__Job__.
Swap "kneeling" for "standing" in the part of the data that opens with the line containing "Where can the police officer" and runs through the end, then write out only that part with everything else unchanged.

======== Supplied information

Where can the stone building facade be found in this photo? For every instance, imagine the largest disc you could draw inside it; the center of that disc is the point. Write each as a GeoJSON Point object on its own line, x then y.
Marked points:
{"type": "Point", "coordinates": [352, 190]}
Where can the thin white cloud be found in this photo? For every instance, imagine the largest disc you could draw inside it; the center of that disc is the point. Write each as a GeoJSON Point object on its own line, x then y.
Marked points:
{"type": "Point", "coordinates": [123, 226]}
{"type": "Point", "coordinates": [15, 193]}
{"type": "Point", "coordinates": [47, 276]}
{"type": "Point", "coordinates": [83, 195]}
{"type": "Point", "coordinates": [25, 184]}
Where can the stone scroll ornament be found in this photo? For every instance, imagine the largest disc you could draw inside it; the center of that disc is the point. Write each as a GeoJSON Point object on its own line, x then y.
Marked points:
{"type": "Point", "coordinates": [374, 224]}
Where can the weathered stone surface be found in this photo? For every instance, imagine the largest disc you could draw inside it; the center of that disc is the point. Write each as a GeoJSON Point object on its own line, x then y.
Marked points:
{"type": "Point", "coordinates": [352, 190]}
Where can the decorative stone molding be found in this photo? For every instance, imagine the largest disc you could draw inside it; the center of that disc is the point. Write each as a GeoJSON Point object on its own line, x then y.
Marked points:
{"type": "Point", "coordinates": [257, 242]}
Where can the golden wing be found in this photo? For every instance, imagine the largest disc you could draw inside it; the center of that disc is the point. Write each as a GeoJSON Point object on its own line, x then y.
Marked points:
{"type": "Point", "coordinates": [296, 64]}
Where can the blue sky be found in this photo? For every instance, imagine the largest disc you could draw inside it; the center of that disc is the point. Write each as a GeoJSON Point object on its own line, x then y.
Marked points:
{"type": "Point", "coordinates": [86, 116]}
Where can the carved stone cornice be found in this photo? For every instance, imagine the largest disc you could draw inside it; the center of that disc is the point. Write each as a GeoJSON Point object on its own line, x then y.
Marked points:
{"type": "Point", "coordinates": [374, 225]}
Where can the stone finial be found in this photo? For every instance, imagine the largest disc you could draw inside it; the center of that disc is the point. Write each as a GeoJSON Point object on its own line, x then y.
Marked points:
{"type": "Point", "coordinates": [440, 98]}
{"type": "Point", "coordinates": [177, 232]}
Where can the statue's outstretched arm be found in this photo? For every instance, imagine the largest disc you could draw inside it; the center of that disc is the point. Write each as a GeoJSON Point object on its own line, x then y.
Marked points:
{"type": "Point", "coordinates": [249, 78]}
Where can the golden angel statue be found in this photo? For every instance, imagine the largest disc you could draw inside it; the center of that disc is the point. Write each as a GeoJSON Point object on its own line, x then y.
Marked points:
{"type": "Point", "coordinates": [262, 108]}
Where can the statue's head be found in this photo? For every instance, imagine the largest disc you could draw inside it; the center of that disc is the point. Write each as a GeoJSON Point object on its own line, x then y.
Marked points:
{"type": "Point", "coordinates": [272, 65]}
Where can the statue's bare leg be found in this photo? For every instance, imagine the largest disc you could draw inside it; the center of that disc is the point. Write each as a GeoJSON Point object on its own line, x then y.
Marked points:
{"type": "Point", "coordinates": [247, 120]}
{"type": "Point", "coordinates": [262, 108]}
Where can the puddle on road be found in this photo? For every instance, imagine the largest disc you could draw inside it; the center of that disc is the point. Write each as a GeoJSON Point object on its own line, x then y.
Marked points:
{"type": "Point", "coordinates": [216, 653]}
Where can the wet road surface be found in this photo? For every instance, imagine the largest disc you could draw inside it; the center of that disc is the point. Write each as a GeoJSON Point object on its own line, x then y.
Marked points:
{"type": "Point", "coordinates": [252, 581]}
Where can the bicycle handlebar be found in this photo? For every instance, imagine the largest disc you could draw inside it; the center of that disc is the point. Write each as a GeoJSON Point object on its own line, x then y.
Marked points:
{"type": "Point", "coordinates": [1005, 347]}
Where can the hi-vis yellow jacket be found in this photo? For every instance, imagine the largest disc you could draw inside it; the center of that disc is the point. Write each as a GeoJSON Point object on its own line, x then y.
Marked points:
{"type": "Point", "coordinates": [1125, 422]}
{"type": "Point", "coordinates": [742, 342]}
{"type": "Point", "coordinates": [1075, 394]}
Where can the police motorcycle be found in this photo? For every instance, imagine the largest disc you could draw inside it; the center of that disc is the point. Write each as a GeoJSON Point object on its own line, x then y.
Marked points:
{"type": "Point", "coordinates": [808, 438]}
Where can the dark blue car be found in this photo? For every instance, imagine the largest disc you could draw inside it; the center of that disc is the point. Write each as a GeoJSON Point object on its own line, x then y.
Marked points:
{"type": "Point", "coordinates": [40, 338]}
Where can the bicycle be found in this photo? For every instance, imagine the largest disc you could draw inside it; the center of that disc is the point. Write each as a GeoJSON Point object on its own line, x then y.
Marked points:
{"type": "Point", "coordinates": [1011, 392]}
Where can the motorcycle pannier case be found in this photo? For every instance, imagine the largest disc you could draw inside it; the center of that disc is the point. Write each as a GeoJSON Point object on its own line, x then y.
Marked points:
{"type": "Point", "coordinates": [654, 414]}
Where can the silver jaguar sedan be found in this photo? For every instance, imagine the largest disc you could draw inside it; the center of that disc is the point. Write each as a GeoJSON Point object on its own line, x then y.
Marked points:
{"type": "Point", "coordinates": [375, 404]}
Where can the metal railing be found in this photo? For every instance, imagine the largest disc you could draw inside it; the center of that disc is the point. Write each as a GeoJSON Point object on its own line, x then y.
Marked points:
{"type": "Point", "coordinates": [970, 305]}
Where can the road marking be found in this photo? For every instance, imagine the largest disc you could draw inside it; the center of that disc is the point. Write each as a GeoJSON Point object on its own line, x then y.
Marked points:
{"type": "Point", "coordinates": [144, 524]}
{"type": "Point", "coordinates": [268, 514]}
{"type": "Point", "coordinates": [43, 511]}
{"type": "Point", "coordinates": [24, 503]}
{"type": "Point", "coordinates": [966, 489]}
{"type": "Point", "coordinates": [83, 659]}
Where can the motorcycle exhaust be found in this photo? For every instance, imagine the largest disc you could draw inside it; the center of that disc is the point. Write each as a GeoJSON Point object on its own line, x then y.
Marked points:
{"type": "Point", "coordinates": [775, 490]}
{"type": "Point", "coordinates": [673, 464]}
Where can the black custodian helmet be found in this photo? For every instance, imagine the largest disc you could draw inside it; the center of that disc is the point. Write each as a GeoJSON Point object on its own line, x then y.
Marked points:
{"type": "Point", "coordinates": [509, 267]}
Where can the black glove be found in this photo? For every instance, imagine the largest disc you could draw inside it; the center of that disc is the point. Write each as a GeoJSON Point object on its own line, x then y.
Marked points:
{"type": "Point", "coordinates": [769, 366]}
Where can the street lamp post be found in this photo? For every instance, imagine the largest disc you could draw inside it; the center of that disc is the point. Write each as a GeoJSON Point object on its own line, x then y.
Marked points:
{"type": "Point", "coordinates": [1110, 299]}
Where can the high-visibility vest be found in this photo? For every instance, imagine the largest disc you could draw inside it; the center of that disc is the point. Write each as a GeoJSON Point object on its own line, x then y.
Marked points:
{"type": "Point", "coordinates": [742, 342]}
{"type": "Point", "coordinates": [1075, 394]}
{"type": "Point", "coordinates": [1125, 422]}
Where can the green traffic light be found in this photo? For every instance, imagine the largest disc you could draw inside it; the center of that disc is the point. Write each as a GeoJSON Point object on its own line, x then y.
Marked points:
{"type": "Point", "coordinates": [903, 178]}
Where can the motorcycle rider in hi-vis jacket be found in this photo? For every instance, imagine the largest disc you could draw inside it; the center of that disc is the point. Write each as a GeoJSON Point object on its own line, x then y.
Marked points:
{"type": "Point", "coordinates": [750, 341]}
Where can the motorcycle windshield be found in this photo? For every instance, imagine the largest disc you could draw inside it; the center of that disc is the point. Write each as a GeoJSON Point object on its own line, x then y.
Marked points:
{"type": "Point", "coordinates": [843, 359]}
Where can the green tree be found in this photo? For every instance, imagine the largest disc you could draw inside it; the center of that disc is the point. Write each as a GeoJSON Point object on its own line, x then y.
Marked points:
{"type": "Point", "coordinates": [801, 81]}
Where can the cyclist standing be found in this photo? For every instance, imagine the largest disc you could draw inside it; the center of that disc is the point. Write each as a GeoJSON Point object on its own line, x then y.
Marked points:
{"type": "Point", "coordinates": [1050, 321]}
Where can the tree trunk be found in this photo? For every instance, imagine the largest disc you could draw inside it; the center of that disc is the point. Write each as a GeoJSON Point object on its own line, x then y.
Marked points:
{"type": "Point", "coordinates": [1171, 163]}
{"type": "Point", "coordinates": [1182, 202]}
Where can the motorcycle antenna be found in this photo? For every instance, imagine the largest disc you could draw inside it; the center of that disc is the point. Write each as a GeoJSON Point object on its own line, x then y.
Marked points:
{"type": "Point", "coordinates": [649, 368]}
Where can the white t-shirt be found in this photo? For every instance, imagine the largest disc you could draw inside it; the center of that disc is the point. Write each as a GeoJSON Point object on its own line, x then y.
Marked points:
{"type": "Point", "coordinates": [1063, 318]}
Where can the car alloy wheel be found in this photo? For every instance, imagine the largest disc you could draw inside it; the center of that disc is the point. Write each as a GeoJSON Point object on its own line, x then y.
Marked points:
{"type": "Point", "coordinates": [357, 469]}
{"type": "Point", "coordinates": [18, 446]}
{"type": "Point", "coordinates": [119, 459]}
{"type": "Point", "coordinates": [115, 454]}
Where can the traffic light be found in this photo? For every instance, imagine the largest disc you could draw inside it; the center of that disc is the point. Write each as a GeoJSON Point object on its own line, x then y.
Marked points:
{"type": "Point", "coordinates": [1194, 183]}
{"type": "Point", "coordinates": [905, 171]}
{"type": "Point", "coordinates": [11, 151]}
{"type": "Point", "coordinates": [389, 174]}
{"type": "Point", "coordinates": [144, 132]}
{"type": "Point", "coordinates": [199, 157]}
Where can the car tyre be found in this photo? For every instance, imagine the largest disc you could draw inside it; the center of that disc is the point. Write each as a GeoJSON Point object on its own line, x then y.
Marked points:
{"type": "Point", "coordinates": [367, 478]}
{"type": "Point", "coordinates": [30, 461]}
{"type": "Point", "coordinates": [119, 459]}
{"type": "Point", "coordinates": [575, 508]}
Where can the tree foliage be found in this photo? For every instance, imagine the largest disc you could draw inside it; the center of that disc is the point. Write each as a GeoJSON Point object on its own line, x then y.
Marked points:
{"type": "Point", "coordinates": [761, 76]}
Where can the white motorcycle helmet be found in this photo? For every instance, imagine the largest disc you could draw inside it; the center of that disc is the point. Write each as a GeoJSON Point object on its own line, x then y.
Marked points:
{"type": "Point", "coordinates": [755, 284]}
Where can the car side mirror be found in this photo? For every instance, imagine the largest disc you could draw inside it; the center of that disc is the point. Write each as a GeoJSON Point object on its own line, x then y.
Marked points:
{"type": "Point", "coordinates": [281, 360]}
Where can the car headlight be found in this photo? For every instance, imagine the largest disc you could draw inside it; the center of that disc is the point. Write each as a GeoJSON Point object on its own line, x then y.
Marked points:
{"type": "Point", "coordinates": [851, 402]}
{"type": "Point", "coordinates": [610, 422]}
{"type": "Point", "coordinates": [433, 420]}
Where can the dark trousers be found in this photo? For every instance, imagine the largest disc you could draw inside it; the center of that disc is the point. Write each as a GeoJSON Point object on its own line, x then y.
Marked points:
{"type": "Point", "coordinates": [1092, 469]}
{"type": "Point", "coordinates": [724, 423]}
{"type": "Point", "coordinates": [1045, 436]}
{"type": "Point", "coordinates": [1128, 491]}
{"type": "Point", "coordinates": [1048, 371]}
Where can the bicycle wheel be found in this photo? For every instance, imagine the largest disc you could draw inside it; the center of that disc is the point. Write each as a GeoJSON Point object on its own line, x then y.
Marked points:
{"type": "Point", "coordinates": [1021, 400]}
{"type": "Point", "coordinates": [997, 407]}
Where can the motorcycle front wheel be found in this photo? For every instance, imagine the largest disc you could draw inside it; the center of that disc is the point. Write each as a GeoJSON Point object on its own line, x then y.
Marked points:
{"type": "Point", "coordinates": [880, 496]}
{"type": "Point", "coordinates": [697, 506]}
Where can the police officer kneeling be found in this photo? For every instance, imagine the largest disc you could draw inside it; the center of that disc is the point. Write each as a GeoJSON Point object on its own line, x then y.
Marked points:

================

__Response to the exercise__.
Where can the police officer standing be found in this photo? For every instance, imagine the largest disc you could draw inside it; the center of that disc is the point. Write each as a GeoJSON Point object on its own line, x then y.
Marked points:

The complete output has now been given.